- **Direction**
Reproduce the extract on European identity word for word, from "Let me turn" to "kinds of problems.".

- **Extract provided**
>>
January 12, 2012

European Identities Part II

This is a continuation of the extract of the talk I gave at the University of Geneva in Nov. 2011 on “European Identities.” This part deals with the failure to create an identity at a European level:

Let me turn to nation building at the EU level. When we pass from the level of these individual European states to the question of European identity as such, what is it and what kind of deficit do we have? Everybody who is going through this crisis of the Euro realises now in retrospect that there are many flaws in the Maastricht Treaty and in the whole process of creating Europe, such as the absence of a disciplining mechanism, the absence of exit mechanism out of the either Euro or European Union itself. A lot of this discussion is dominated by people in finance and by economists because that is the short-term problem that has faced us, a new recession and the collapse of the European banking systems as a result of Europe’s failure to address politically these kinds of problems.

I don’t want to minimize these problems at all, but in a sense, there is a deeper failure at the European level, a failure in European identity. That is to say, there was never a successful attempt to create a European sense of identity and a European sense of citizenship that would define the obligations, responsibilities, duties and rights that Europeans have to one another beyond simply the wording of the different treaties that were signed. The EU in many respects was created as a technocratic exercise done for purposes of economic efficiency. What we can see now is that economic and post-national values are not enough to get people to buy into this community.  So wealthy Germans feel a sense of noblesse oblige towards poorer Germans; this social solidarity is the basis of the German welfare state. But they do not feel similar obligations towards the Greeks,whom they regard as being poor disciplined, very non-German in their general approach to fiscal matters.

So there is no solidarity in that broader European sense. I think for various reasons Europe is stumbling toward a short-term solution to this crisis. But I do not think that any form of deepening at this point is a viable project unless someone pays more attention to identity and is able to answer the question in a more substantive sense of what it means to be a European. Not just in a negative sense that we don’t want conflict and old nationalisms and war, but what it means in terms of positive values.
<<
- **Raw data**
>>
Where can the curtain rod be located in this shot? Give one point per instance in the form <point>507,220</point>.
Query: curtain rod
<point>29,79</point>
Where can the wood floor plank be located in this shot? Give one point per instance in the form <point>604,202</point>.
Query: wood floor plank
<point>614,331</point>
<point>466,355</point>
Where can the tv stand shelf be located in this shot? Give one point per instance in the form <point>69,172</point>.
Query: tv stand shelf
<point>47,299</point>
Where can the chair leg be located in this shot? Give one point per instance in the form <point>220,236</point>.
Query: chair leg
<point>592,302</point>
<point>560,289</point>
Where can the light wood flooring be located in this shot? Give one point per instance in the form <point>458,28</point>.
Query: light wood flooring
<<
>>
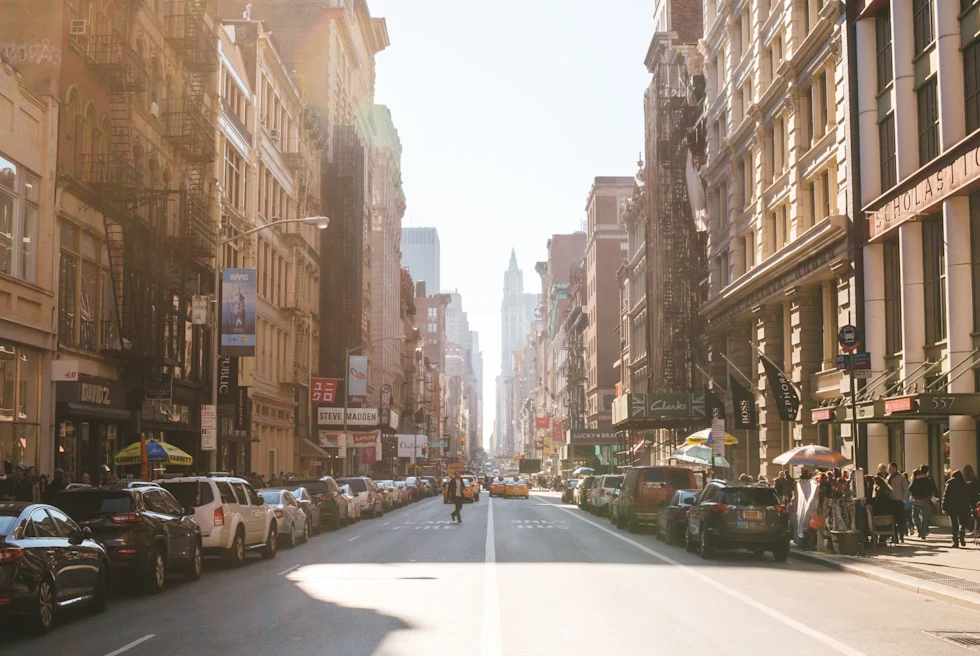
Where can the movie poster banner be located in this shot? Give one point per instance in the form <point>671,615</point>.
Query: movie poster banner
<<
- **Task output**
Let me turn to nation building at the EU level. When we pass from the level of these individual European states to the question of European identity as such, what is it and what kind of deficit do we have? Everybody who is going through this crisis of the Euro realises now in retrospect that there are many flaws in the Maastricht Treaty and in the whole process of creating Europe, such as the absence of a disciplining mechanism, the absence of exit mechanism out of the either Euro or European Union itself. A lot of this discussion is dominated by people in finance and by economists because that is the short-term problem that has faced us, a new recession and the collapse of the European banking systems as a result of Europe’s failure to address politically these kinds of problems.